■ Instructions to follow ■
Update the lines starting at the one containing "Request = locate the dirt" and ending at the last line, replacing "dirt slope" with "earth embankment" and leaving everything else unchanged.

■ Data supplied ■

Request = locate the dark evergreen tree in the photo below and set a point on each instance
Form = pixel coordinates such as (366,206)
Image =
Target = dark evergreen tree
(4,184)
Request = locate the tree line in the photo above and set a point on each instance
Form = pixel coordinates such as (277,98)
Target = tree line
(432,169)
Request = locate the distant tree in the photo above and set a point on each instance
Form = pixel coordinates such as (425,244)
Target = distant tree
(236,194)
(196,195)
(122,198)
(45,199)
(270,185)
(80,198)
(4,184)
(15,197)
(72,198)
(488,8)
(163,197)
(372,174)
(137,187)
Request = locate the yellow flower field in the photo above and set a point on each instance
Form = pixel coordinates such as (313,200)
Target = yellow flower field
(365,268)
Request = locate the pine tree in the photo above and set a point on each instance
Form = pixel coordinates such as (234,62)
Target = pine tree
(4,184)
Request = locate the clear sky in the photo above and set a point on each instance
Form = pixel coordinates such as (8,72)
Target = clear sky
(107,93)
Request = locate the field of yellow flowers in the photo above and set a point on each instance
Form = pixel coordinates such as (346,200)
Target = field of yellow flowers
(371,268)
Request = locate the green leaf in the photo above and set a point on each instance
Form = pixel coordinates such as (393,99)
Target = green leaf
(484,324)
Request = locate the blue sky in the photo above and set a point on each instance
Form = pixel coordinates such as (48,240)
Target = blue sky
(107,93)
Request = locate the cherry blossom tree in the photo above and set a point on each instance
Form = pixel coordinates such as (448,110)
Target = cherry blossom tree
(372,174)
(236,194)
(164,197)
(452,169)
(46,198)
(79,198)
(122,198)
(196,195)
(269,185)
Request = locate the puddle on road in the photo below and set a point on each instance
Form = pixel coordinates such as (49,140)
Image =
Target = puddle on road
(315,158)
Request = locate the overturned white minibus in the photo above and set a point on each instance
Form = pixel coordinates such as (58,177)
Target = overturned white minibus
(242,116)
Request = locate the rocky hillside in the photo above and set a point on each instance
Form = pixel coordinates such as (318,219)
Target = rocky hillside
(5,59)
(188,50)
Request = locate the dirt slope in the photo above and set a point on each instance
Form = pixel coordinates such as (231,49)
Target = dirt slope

■ Output for this task ■
Request = locate the earth embankment in the photo above and set a point on each instance
Form = pixel coordinates such as (231,49)
Target = earth embankment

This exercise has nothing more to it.